>> START

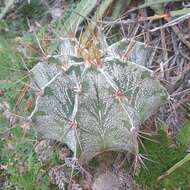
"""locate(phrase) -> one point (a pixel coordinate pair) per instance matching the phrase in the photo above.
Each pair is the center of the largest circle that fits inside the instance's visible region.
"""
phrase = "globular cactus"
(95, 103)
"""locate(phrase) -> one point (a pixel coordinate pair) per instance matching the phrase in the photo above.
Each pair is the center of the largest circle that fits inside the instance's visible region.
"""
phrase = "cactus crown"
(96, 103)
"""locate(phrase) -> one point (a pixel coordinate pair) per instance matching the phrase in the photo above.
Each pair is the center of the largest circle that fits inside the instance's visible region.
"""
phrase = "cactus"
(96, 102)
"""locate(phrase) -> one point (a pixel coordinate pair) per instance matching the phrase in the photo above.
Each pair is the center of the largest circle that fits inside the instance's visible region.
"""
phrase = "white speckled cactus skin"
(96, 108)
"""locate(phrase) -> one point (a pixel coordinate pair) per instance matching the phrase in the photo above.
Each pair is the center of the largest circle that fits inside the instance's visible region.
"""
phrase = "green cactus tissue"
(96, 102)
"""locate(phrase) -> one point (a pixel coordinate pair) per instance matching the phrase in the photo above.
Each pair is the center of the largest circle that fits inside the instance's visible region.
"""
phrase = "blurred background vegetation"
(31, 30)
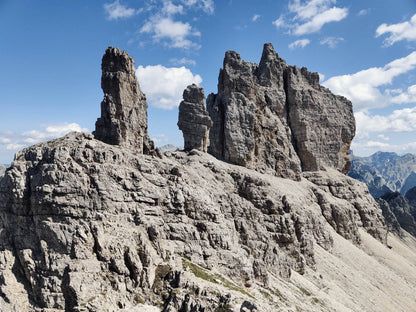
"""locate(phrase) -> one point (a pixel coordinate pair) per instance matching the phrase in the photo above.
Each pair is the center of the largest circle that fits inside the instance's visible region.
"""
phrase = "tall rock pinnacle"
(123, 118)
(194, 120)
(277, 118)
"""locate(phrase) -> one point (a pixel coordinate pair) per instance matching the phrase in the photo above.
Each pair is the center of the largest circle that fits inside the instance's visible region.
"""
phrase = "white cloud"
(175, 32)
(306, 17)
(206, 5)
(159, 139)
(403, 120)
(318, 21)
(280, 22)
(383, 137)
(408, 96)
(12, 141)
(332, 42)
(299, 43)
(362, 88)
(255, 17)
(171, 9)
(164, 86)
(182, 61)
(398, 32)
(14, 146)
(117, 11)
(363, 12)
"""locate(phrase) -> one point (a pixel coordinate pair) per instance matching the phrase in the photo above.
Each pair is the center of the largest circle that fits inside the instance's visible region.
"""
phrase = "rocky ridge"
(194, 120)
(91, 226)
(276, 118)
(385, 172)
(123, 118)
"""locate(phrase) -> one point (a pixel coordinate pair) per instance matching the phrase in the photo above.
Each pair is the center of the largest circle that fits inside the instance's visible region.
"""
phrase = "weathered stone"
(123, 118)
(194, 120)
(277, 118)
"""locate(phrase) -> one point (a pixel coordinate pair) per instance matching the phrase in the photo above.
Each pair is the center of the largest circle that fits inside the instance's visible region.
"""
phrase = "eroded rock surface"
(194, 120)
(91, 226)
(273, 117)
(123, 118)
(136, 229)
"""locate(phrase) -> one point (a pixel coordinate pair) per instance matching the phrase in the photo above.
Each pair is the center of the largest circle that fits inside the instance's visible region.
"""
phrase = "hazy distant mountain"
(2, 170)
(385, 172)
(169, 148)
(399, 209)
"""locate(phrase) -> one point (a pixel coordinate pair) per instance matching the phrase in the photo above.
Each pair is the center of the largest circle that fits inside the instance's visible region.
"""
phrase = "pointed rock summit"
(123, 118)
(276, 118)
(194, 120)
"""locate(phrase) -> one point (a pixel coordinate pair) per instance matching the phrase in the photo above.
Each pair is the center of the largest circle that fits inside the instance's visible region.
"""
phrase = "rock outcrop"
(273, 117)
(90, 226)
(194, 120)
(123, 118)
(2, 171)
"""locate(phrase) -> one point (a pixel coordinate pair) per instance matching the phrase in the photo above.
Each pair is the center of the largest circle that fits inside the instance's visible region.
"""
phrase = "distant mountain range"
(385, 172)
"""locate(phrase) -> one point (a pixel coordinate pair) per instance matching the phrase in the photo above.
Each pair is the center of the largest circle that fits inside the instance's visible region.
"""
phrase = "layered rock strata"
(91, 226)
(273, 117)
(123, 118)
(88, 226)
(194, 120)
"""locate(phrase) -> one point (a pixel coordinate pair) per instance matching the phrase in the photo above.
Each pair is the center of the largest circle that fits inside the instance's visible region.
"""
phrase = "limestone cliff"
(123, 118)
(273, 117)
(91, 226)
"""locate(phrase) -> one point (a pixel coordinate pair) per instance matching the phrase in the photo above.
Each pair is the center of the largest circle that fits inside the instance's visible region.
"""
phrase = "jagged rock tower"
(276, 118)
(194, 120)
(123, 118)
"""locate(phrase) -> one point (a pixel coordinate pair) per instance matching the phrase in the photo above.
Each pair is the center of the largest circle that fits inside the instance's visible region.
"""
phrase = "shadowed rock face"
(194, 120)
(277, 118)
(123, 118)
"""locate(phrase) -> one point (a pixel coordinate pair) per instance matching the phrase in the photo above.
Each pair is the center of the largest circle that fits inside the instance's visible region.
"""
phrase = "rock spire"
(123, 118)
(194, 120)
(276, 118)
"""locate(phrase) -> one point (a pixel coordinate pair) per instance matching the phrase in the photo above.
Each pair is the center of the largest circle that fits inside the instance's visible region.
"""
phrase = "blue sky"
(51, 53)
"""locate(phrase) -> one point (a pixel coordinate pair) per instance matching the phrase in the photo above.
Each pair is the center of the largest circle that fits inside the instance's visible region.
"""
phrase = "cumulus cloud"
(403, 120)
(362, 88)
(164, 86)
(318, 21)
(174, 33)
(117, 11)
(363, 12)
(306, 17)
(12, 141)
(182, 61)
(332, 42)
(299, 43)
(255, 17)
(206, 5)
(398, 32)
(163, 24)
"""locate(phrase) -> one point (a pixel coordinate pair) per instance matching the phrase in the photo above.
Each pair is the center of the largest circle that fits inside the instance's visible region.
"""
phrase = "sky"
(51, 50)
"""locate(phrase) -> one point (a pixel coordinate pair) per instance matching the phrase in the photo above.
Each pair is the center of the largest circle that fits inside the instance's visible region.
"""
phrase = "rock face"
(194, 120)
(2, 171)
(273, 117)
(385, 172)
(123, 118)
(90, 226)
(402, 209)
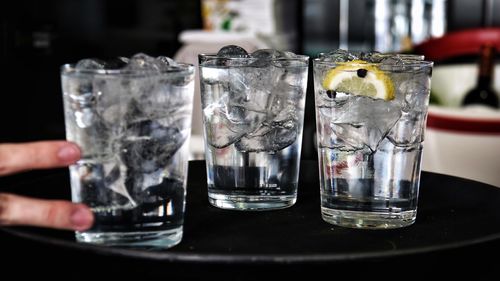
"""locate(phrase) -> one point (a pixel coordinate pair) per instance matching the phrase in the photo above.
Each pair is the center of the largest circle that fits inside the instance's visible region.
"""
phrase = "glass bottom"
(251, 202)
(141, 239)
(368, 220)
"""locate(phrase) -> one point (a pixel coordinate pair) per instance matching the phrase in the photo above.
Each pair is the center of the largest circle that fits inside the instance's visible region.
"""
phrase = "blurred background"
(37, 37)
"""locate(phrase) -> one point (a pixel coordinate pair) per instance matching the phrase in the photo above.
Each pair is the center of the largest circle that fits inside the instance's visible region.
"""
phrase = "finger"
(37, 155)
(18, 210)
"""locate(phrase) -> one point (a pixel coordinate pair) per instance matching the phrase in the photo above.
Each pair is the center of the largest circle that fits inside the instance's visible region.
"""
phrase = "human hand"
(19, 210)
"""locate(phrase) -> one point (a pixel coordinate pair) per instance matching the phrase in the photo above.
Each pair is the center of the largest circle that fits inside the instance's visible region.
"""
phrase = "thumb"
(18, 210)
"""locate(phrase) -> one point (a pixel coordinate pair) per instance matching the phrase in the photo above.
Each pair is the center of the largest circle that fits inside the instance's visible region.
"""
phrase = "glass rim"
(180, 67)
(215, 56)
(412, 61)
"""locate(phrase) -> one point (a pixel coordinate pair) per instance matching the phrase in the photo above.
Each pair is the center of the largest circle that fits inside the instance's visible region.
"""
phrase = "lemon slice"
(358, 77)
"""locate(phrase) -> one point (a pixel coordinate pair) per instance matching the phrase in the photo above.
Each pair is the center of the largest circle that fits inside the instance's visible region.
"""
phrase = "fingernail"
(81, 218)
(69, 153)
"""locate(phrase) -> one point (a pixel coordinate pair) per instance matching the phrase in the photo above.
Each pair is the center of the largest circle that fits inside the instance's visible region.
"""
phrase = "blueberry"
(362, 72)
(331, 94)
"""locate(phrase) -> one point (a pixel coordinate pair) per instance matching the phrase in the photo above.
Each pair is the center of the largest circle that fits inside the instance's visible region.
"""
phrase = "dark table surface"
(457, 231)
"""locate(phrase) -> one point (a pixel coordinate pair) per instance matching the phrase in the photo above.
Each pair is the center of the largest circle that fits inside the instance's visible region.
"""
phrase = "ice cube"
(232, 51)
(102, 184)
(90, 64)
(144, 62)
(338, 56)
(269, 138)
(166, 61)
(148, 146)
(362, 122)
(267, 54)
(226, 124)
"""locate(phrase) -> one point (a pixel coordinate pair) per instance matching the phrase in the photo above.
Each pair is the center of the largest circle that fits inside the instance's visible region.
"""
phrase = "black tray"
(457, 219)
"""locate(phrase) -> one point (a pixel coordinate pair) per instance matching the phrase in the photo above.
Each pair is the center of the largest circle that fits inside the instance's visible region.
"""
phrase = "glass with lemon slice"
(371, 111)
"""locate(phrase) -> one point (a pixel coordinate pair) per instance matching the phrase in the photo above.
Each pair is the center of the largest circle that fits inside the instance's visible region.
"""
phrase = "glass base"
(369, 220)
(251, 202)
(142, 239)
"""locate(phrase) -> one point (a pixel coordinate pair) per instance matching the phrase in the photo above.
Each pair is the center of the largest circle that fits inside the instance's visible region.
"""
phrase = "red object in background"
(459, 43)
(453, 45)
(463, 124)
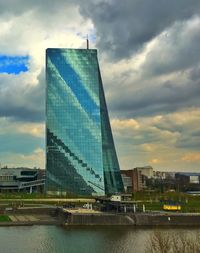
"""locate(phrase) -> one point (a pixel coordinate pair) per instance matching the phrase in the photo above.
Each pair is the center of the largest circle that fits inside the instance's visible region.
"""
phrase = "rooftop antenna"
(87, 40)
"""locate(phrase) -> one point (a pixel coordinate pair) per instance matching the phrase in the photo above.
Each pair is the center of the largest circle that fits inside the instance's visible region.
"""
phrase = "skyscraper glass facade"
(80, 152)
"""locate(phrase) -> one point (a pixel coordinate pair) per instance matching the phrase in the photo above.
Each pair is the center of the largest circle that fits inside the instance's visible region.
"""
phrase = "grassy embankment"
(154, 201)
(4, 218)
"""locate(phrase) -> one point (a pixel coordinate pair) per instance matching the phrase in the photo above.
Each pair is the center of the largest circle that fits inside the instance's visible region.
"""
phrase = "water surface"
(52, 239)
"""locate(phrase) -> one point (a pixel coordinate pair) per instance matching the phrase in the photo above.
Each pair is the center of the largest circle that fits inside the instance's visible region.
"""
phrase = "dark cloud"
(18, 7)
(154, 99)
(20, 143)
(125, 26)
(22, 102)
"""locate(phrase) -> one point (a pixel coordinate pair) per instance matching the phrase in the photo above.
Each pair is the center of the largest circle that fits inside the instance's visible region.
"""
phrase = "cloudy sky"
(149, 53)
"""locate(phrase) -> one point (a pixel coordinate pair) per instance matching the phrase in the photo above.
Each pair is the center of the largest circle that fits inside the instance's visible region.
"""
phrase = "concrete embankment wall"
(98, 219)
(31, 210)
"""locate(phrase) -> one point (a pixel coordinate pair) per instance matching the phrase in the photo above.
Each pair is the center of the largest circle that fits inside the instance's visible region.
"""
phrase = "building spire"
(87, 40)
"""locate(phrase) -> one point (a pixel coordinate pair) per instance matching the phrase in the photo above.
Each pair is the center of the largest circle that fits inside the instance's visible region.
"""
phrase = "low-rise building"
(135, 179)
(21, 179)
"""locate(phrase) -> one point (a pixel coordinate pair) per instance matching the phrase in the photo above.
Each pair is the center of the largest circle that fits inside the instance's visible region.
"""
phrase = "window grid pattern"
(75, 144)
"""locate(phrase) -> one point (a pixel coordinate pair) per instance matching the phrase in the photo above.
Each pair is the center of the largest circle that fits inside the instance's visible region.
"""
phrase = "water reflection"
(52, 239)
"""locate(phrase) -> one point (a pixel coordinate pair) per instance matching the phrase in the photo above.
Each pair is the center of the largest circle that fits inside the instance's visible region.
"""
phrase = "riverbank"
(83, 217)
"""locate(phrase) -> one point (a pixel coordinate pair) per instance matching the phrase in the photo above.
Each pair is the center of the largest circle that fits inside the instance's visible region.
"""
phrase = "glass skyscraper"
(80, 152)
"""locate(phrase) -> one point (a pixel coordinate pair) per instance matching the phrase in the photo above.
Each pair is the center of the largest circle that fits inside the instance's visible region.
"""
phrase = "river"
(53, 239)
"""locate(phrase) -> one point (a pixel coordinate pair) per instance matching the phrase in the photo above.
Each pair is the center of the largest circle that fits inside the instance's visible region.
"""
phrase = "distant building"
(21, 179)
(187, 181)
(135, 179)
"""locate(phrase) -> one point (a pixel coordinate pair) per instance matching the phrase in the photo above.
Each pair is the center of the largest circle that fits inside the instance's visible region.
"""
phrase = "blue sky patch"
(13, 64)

>> END

• [SET TASK]: How many lines of the listing above contain the string "skyscraper"? Reply with the number alone.

• [SOLUTION FOR THIS EXERCISE]: 2